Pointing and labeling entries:
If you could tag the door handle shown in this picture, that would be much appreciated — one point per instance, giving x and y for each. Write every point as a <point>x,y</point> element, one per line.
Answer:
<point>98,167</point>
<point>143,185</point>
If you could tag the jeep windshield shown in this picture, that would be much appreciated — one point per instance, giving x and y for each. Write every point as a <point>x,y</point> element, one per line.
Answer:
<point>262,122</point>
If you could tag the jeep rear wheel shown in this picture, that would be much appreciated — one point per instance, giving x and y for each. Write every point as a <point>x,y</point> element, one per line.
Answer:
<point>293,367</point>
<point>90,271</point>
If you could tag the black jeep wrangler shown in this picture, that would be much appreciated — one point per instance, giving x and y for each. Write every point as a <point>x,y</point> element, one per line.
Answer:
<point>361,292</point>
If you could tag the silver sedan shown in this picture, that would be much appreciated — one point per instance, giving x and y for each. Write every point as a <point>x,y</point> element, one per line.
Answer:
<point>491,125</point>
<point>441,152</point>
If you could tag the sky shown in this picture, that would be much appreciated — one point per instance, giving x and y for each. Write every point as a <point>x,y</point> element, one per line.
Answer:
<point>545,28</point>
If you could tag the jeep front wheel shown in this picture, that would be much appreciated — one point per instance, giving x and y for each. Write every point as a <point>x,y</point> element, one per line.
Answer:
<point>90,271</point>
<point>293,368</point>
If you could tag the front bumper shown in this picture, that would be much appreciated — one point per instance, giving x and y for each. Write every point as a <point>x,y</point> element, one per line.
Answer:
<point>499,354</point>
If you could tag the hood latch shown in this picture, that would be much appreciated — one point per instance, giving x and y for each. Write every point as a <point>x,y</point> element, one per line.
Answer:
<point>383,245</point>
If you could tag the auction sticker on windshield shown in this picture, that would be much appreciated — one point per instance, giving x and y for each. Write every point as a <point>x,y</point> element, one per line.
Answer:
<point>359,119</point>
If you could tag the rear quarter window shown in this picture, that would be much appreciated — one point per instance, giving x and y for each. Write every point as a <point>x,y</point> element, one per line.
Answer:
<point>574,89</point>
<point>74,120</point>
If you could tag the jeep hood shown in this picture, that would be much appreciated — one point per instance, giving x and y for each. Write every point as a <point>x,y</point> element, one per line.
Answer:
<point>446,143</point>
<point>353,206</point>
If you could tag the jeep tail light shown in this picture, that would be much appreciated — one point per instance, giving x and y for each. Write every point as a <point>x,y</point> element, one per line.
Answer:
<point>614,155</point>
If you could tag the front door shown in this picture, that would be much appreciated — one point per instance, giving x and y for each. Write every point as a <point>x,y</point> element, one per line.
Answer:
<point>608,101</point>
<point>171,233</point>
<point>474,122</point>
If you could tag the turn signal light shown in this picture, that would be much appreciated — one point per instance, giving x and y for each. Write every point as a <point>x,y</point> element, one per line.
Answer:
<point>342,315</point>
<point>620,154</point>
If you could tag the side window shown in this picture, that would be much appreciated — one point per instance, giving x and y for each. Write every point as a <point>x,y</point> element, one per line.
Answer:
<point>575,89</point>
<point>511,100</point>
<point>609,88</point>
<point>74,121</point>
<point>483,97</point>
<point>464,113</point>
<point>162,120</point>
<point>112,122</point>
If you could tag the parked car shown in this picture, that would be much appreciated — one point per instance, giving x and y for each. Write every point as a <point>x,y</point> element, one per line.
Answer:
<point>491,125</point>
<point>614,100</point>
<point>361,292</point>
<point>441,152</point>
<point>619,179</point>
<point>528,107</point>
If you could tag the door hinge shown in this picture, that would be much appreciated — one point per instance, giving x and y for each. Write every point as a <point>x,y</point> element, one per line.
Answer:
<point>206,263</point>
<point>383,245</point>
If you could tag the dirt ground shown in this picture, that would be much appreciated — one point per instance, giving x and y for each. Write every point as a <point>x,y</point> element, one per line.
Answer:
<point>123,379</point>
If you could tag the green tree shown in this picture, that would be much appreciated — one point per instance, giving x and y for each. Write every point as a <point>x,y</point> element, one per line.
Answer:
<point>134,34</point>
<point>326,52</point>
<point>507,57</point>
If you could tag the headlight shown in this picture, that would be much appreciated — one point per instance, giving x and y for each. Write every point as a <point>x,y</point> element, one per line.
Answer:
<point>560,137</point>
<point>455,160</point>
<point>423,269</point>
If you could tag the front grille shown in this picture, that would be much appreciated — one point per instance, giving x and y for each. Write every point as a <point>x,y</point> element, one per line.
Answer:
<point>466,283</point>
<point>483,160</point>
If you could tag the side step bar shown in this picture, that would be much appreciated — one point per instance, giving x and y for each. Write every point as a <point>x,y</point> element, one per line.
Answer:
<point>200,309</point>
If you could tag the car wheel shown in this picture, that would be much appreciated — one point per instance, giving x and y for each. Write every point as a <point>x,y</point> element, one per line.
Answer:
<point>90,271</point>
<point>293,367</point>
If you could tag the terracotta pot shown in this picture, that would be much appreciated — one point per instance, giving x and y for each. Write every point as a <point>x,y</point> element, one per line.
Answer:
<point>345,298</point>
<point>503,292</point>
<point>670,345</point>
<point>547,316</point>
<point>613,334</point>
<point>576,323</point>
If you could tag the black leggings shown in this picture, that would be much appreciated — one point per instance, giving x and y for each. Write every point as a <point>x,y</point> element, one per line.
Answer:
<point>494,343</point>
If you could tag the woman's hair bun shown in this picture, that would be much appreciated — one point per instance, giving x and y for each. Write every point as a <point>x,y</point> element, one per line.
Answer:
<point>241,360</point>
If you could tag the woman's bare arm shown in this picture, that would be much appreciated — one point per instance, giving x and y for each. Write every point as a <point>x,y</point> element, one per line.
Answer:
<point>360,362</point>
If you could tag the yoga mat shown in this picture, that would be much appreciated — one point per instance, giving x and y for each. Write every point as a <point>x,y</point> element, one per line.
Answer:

WHAT YOU SHOULD DO:
Retype the lines word for word, beginning with the line that contains "If you could tag the jeep front" and continuing through the line that contains "<point>474,122</point>".

IN RESPONSE:
If you could tag the jeep front wheel shown in this picture, that would be much appreciated — one point per instance, giving x and y for each. Write every point as a <point>x,y</point> element, one per line.
Answer:
<point>90,271</point>
<point>293,368</point>
If you could tag the front bumper shown in this picture, that would be much appreciated — one point per instance, giving x and y for each. Write every point as a <point>x,y</point> element, one per line.
Answer:
<point>499,354</point>
If you could tag the hood latch shown in this picture, that would be much appreciated — one point per instance, giving x and y for each. Write every point as a <point>x,y</point> element, one per line.
Answer:
<point>383,245</point>
If you could tag the auction sticker on windshield shown in this picture, that would be much appreciated — one point per instance, giving x and y for each. Write every point as a <point>x,y</point> element, one per line.
Answer:
<point>359,119</point>
If you could tag the rear quarter window shown in this picture, that would be much appreciated — one point per instance, giving x and y for each. Write every point as a <point>x,y</point> element, one per line.
Answer:
<point>574,89</point>
<point>74,120</point>
If you could tag the jeep hood shown in this picture, that would be much appreciated — one point per instance, giving x and y for each. Write every point as a <point>x,y</point> element, one per line.
Answer:
<point>446,143</point>
<point>353,206</point>
If you could tag the jeep tail light shown in this picture, that would be much appreciated — one point per instance, giving x and y for each. Write every point as a <point>x,y</point> element, one per line.
Answer:
<point>614,155</point>
If you could tag the front door shown in this picture, that would be much appreciated — one point per instance, giving x and y for each. Write every point as a <point>x,y</point> element, one per line.
Answer:
<point>608,101</point>
<point>171,233</point>
<point>474,122</point>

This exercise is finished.